### ASSIGNMENT
Please repeat all the entries. Nothing may differ.

****************************************

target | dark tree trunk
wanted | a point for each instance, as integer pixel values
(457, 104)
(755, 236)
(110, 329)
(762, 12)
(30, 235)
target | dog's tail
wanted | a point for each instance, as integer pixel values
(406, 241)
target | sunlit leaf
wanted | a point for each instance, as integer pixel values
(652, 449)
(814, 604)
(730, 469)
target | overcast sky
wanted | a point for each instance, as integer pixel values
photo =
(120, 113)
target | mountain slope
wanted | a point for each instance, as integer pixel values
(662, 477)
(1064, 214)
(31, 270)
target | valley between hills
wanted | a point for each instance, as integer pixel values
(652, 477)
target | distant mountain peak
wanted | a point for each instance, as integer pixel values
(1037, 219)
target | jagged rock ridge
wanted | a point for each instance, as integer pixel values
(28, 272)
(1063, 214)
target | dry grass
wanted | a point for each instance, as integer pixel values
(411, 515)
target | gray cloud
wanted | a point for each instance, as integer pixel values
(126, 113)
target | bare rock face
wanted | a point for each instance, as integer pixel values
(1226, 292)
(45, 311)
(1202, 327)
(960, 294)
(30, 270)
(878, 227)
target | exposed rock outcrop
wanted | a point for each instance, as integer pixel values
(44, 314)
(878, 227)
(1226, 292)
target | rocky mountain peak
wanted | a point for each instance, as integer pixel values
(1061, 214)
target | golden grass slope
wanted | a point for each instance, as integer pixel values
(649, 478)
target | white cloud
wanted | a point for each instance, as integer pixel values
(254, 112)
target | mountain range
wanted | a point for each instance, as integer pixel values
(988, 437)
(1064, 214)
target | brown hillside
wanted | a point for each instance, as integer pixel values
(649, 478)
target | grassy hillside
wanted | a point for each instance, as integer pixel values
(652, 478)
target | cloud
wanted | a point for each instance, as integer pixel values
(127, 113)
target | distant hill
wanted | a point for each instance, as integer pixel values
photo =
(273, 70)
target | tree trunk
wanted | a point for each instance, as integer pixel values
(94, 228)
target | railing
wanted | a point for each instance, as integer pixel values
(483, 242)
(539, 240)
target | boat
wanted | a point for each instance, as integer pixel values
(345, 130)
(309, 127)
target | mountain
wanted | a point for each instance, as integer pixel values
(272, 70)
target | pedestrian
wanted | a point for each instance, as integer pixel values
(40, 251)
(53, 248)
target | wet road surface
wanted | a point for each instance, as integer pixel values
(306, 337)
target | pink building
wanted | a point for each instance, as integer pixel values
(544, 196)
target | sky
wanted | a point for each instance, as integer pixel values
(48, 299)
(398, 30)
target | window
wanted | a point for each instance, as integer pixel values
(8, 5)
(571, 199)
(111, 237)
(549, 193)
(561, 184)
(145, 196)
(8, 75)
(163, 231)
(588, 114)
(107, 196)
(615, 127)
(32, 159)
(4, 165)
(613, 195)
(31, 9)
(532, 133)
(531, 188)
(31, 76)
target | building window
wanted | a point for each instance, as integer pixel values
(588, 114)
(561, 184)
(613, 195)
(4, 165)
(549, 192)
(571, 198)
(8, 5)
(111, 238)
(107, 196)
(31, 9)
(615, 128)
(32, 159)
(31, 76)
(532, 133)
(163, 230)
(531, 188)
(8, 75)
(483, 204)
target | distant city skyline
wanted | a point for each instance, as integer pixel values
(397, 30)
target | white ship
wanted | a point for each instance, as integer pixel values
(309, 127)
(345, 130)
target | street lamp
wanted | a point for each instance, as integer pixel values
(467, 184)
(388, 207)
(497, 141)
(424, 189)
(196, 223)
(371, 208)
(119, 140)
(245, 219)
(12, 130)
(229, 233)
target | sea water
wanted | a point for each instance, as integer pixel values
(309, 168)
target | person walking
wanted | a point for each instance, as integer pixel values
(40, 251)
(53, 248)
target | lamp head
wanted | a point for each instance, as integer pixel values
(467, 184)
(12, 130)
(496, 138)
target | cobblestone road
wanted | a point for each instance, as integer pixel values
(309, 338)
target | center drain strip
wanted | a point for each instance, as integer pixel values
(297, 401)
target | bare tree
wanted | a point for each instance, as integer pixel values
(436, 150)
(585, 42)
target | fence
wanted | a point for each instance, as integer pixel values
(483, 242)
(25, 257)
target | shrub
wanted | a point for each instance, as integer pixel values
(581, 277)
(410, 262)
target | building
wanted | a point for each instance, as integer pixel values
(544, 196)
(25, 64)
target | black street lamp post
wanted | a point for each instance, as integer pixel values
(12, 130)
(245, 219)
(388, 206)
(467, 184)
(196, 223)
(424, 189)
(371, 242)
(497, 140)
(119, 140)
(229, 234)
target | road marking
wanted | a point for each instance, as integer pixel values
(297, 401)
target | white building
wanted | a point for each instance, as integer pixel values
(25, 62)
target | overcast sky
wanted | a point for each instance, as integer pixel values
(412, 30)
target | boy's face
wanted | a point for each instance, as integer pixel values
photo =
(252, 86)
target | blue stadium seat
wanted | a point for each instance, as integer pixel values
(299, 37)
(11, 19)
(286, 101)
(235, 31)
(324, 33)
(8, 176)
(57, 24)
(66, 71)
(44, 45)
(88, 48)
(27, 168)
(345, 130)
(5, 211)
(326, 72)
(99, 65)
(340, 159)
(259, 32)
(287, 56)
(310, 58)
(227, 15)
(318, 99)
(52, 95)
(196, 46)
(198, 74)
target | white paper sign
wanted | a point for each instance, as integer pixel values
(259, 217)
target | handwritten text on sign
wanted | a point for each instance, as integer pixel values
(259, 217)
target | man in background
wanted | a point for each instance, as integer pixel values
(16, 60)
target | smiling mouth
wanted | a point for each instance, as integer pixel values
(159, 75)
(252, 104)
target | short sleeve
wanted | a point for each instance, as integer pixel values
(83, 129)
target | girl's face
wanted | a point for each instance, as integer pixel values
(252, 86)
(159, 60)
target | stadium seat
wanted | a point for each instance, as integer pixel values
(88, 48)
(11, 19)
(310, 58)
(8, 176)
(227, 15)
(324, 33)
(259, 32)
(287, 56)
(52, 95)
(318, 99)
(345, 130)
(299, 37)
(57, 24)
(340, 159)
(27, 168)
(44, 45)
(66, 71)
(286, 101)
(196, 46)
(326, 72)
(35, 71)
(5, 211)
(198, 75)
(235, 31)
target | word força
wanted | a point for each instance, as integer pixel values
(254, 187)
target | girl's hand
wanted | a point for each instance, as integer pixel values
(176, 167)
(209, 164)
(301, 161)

****************************************

### OUTPUT FOR THIS TASK
target | dark tree trunk
wanted | a point for each instance, as integer pixel values
(457, 104)
(755, 236)
(110, 329)
(762, 12)
(30, 235)
target | dog's tail
wanted | a point for each instance, as integer pixel values
(406, 241)
target | sunlit leaf
wanted | a point for each instance, as integer pixel values
(652, 449)
(814, 604)
(730, 469)
target | overcast sky
wanted | a point for each instance, as integer pixel values
photo =
(120, 113)
target | mountain slope
wanted | a point for each instance, as integer pixel values
(662, 477)
(1064, 214)
(31, 270)
target | valley between hills
wanted | a point for each instance, as integer pixel values
(652, 477)
target | distant mountain peak
wanted | a point for each instance, as integer pixel values
(1037, 219)
target | jagged rock ridge
wanted | a point for each instance, as integer pixel values
(28, 272)
(1063, 214)
target | dry grass
wanted | a point for each instance, as integer pixel values
(411, 515)
target | gray cloud
wanted | a point for each instance, as integer pixel values
(126, 113)
target | bare rock face
wanted | a point for each instance, as integer pixel values
(1226, 292)
(45, 311)
(1202, 327)
(960, 294)
(30, 270)
(878, 227)
target | exposed rock outcrop
wanted | a point for each instance, as integer pixel values
(44, 314)
(878, 227)
(1226, 292)
target | rocky mountain peak
wanted | a point for each instance, as integer pixel values
(1061, 214)
target | golden grass slope
wanted | a point for each instance, as integer pixel values
(649, 478)
target | white cloud
wanted | a point for each instance, as integer pixel values
(254, 112)
target | mountain range
wanted | a point for each instance, as integer pixel values
(988, 437)
(1064, 214)
target | brown hillside
wanted | a point for each instance, as integer pixel values
(649, 478)
target | grassy hillside
wanted | a point for each instance, as integer pixel values
(652, 478)
target | cloud
wanted | a point for each instance, as integer pixel values
(127, 113)
target | distant hill
wanted | a point for each instance, as integer pixel values
photo =
(273, 70)
target | tree trunk
wanted | a point for each instance, as integer pixel values
(94, 228)
target | railing
wanted | a point for each instance, as integer pixel values
(483, 242)
(539, 240)
target | boat
wanted | a point for each instance, as integer pixel values
(345, 130)
(309, 127)
target | mountain
wanted | a point for each instance, as integer pixel values
(272, 70)
target | pedestrian
wanted | a point for each instance, as integer pixel values
(40, 251)
(53, 248)
target | wet road surface
wanted | a point for each instance, as integer pixel values
(306, 337)
target | pink building
wanted | a point for each instance, as integer pixel values
(544, 196)
target | sky
wanted | a point for each instance, as integer pixel values
(48, 299)
(398, 30)
target | window
wanted | a point for each instance, as integer pixel values
(8, 5)
(571, 199)
(111, 237)
(549, 193)
(561, 184)
(145, 196)
(8, 75)
(163, 231)
(588, 114)
(107, 196)
(615, 127)
(32, 159)
(4, 165)
(613, 195)
(31, 9)
(532, 133)
(531, 188)
(31, 76)
target | building window
wanted | a point for each instance, as integer pixel values
(588, 114)
(561, 184)
(613, 195)
(4, 165)
(549, 192)
(571, 198)
(8, 5)
(111, 238)
(107, 196)
(31, 9)
(615, 128)
(32, 159)
(31, 76)
(532, 133)
(163, 230)
(531, 188)
(8, 75)
(483, 204)
target | distant city skyline
wanted | a point for each instance, as integer pixel values
(397, 30)
target | white ship
wanted | a point for each instance, as integer pixel values
(309, 127)
(345, 130)
target | street lamp
wanted | a point for each instance, as integer pixel values
(467, 184)
(388, 207)
(497, 141)
(424, 189)
(196, 223)
(371, 208)
(119, 140)
(245, 219)
(12, 130)
(229, 233)
target | sea water
wanted | a point for each instance, as integer pixel values
(309, 168)
target | person walking
wanted | a point for each instance, as integer pixel values
(40, 251)
(53, 248)
target | lamp head
wanted | a point for each instance, as integer pixel values
(467, 184)
(12, 130)
(496, 138)
target | cobblestone road
wanted | a point for each instance, as integer pixel values
(309, 338)
target | center drain strip
wanted | a point for each instance, as integer pixel values
(297, 401)
target | bare tree
wanted | a point for each instance, as integer pixel values
(436, 150)
(585, 42)
target | fence
wanted | a point for each instance, as integer pixel values
(483, 242)
(25, 257)
target | shrub
wanted | a point for each instance, as integer pixel values
(581, 277)
(410, 262)
target | building
wanted | a point for each instance, as integer pixel values
(544, 196)
(25, 64)
target | black street lamp post
wanted | a point for each instance, as integer pixel values
(12, 130)
(245, 219)
(388, 206)
(467, 184)
(196, 223)
(424, 189)
(371, 242)
(497, 140)
(119, 140)
(229, 234)
target | road marking
wanted | a point for each instance, as integer pixel values
(297, 401)
target | white building
wanted | a point for each instance, as integer pixel values
(25, 62)
target | overcast sky
wanted | a point for each instance, as integer pixel values
(412, 30)
target | boy's face
wanted | a point for each instance, as integer pixel values
photo =
(252, 86)
target | blue stadium seat
wanted | a point for each instance, as integer pixel values
(299, 37)
(11, 19)
(286, 101)
(235, 31)
(324, 33)
(8, 176)
(57, 24)
(66, 71)
(44, 45)
(88, 48)
(27, 168)
(345, 130)
(5, 211)
(326, 72)
(99, 65)
(340, 159)
(259, 32)
(287, 56)
(310, 58)
(227, 15)
(318, 99)
(52, 95)
(196, 46)
(198, 74)
target | white paper sign
wanted | a point for each instance, as integer pixel values
(259, 217)
target | handwritten text on sign
wanted | a point for each instance, as integer pixel values
(259, 217)
target | man in background
wanted | a point for each instance, as integer pixel values
(16, 60)
target | smiling mouth
wanted | a point for each instance, as integer pixel values
(159, 75)
(252, 104)
target | short sleeve
wanted | a point for each instance, as integer pixel values
(83, 129)
target | girl's face
wanted | a point for each instance, as integer pixel values
(252, 86)
(159, 60)
target | stadium seat
wanted | a point for each instance, as integer pixel values
(88, 48)
(11, 19)
(310, 58)
(8, 176)
(227, 15)
(324, 33)
(259, 32)
(287, 56)
(52, 95)
(318, 99)
(345, 130)
(299, 37)
(57, 24)
(340, 159)
(27, 168)
(44, 45)
(66, 71)
(286, 101)
(196, 46)
(326, 72)
(35, 71)
(5, 211)
(198, 75)
(235, 31)
target | word força
wanted | a point for each instance, as integer pixel values
(254, 187)
target | girl's hand
wanted | a point for each instance, as integer pixel values
(176, 167)
(209, 164)
(301, 161)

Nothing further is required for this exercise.